START Exercise material
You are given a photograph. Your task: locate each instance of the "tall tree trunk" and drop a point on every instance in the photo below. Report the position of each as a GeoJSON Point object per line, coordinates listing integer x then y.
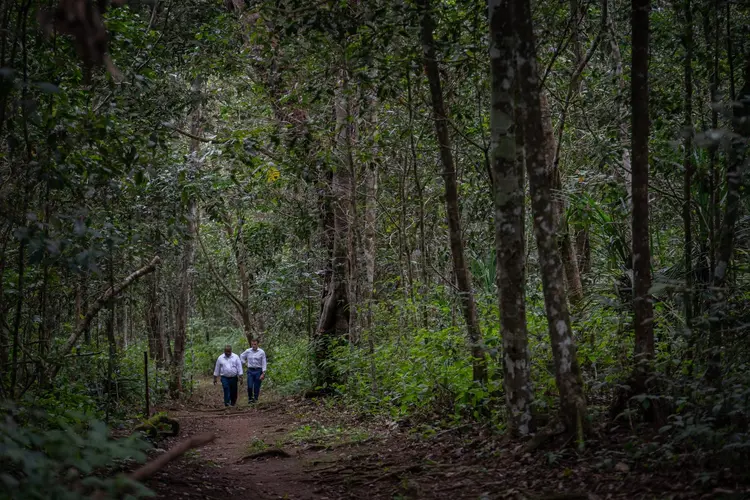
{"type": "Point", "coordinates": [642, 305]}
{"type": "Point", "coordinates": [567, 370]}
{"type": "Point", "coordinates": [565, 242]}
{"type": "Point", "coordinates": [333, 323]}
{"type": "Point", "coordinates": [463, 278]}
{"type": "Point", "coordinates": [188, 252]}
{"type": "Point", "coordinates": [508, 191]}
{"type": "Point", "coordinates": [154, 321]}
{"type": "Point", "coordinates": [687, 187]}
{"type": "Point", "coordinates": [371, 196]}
END Exercise material
**Exercise description:**
Everything in the records except the pictures should be printed again exactly.

**Written solution:**
You are given a photograph. Your task: locate each instance of the "tall tree trunk" and drop a point on every instance in the photo below. Report the position of each as a GeoJSON Point object per line, coordinates listing integer x then y.
{"type": "Point", "coordinates": [642, 305]}
{"type": "Point", "coordinates": [567, 370]}
{"type": "Point", "coordinates": [565, 242]}
{"type": "Point", "coordinates": [333, 323]}
{"type": "Point", "coordinates": [463, 278]}
{"type": "Point", "coordinates": [188, 252]}
{"type": "Point", "coordinates": [508, 191]}
{"type": "Point", "coordinates": [154, 321]}
{"type": "Point", "coordinates": [687, 187]}
{"type": "Point", "coordinates": [371, 196]}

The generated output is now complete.